- Exercise -
Copy out the lines below word for word, leaving out the pictures.

(Items from a dataset)
>>>
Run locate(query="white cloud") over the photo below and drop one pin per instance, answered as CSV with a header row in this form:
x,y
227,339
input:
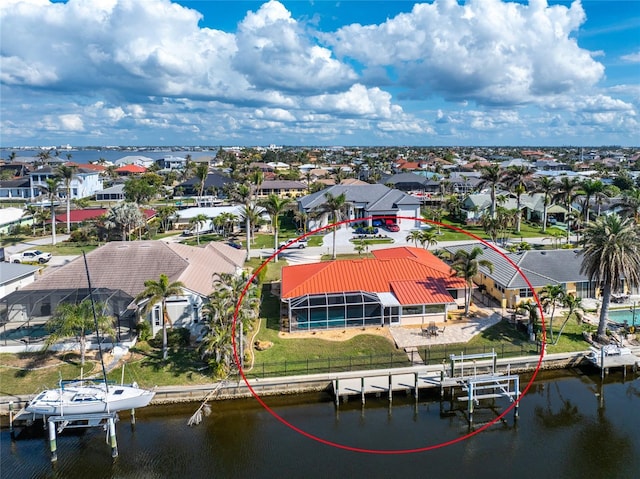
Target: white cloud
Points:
x,y
490,51
631,57
71,122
<<<
- Complete answer -
Run locate(query="white cloud") over the photo below and drop one pin per instance, answered as CSV with a header row in this form:
x,y
227,339
input:
Target: white cloud
Points:
x,y
490,51
631,57
71,122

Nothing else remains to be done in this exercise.